WRITTEN EXERCISE => Reproduce the listing below in its entirety. Change nothing.

GIVEN DATA =>
____
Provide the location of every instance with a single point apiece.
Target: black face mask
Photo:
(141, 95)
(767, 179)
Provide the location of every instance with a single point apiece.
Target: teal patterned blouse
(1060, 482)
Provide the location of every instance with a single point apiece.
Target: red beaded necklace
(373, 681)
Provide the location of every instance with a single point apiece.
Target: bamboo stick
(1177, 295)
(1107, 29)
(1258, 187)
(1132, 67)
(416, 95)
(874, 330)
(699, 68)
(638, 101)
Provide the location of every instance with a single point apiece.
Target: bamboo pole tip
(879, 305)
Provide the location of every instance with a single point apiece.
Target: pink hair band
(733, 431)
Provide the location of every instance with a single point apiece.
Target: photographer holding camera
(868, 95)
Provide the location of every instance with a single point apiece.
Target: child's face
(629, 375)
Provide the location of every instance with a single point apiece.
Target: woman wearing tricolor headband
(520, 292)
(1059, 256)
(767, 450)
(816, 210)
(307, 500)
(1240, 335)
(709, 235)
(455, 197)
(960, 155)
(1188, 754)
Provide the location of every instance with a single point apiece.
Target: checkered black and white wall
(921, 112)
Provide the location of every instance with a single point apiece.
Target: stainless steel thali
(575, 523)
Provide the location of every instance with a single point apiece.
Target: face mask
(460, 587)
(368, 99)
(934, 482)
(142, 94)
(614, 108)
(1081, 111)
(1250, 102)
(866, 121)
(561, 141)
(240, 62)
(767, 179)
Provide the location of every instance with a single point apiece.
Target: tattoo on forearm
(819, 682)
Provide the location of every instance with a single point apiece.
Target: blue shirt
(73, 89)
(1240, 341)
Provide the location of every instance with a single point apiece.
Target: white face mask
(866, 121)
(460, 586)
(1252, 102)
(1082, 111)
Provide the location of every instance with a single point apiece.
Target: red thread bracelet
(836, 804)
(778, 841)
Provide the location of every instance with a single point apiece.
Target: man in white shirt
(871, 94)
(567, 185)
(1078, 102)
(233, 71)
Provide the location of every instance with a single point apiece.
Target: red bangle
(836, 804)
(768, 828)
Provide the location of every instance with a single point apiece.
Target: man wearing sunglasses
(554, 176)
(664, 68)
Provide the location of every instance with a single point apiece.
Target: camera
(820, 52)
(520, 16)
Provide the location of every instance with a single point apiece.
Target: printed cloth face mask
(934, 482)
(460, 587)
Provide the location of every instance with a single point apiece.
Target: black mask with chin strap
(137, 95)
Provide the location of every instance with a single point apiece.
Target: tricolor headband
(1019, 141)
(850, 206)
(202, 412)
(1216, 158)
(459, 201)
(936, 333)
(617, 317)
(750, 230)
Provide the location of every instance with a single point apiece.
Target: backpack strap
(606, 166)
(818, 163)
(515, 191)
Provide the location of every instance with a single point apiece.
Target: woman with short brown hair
____
FINISHED EXERCISE =>
Provide the location of every instance with a single point apiece.
Target: black face mask
Photo:
(141, 95)
(767, 179)
Provide the location of every instance with a single point apiece.
Target: teal patterned blouse
(1060, 482)
Provide the location of every instance with a single point apiece.
Target: red beaded necklace
(373, 681)
Provide the location of every instance with a single point apiece.
Target: bamboo stick
(1177, 295)
(1107, 29)
(1258, 187)
(1132, 67)
(416, 95)
(874, 330)
(699, 68)
(638, 101)
Provide the location of every instance with a single point apiece.
Target: bamboo pole tip
(879, 305)
Provide the location of every instance with a single point apiece.
Target: pink hair band
(733, 431)
Provide the location of every instance with a single point apiece.
Target: photographer holding camera
(868, 95)
Provide the location of every instance with a single point apiece.
Target: child's face
(629, 375)
Provide the location of every instance with a single point apiece.
Target: woman wearing tricolor headband
(520, 292)
(1059, 256)
(767, 450)
(816, 210)
(307, 500)
(1240, 335)
(709, 235)
(455, 197)
(960, 155)
(1188, 754)
Provide the location of every instance with a single point apiece.
Target: checkered black and white wall
(921, 112)
Provide the location of every instance with a single point apiece.
Target: stainless steel thali
(575, 523)
Provide the location of every instance with a single point apiece.
Target: face mask
(460, 587)
(368, 99)
(934, 482)
(142, 94)
(614, 108)
(1081, 111)
(1250, 102)
(866, 121)
(561, 141)
(240, 62)
(767, 179)
Provide the location of every instance with a single point apiece.
Target: tattoo on forearm
(819, 682)
Provide the location of every instance with a single point apiece.
Target: blue shirt
(73, 89)
(1240, 341)
Provide the location of every instance with a single point apiece.
Target: white face mask
(866, 121)
(460, 586)
(1252, 102)
(1082, 111)
Provide the location of every instance with a single point apiece.
Target: red thread bracelet
(836, 804)
(778, 841)
Provide the location of every instance with a single point apiece.
Target: man in white shirt
(871, 94)
(567, 185)
(1078, 102)
(233, 71)
Provide the location of every instance with a single point apiece.
Target: red bangle
(836, 804)
(768, 828)
Provide the location of every instance with a single point apiece.
Target: man wearing sunglasses
(554, 176)
(664, 68)
Provide the location of every instance with a single point apiece.
Target: camera
(820, 52)
(520, 16)
Provide the location of every instance with a single point apiece.
Target: printed cloth face mask
(934, 482)
(460, 587)
Provide the location of every instance with a single point apiece.
Target: black mask with chin strap
(137, 95)
Provide the location of every instance with a single point apiece.
Target: tricolor headband
(1019, 141)
(850, 206)
(202, 412)
(1216, 158)
(459, 201)
(936, 333)
(617, 317)
(750, 230)
Provide the location of every instance with a single point apiece.
Target: backpack strap
(606, 166)
(818, 163)
(515, 191)
Provide the location of every instance with a single point apiece.
Target: woman with short brown hair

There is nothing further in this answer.